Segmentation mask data
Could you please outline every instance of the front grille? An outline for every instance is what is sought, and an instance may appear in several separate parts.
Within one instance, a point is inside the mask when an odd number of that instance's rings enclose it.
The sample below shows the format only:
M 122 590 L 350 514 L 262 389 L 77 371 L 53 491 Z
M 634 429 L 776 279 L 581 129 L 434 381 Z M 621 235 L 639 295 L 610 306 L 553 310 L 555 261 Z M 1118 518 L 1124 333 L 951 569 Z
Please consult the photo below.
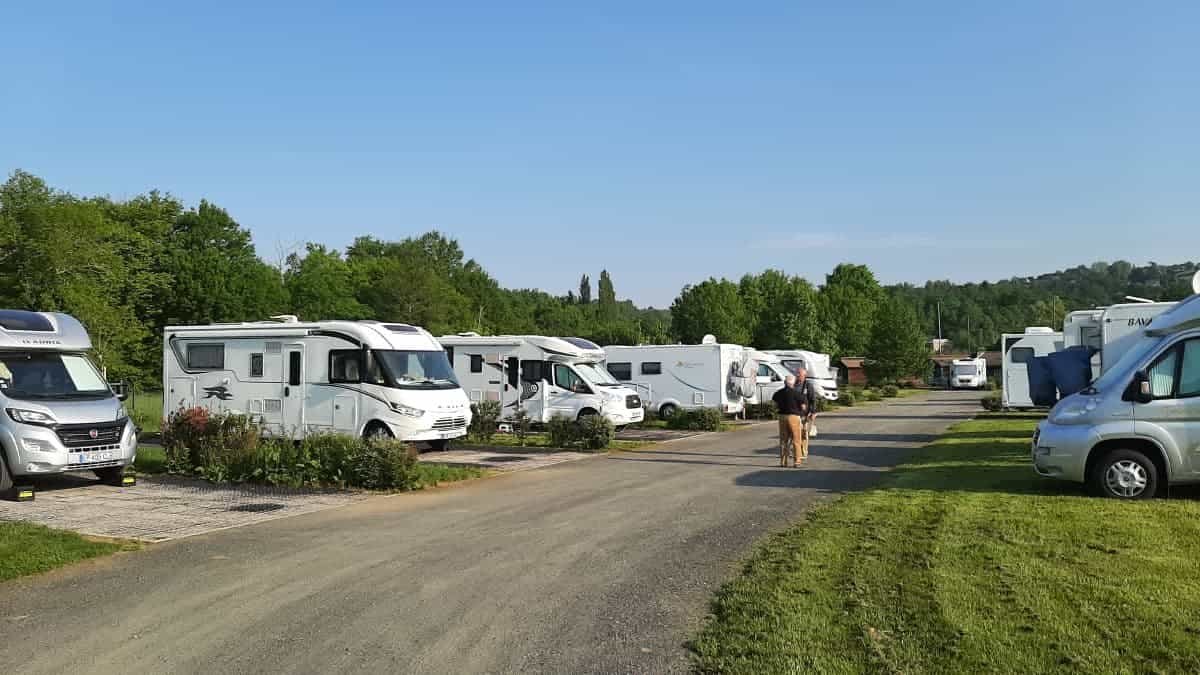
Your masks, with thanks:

Exercise description. Once you have found every line above holding the word "below", copy those lines.

Result for this task.
The sample below shows the format only:
Please consult the photo below.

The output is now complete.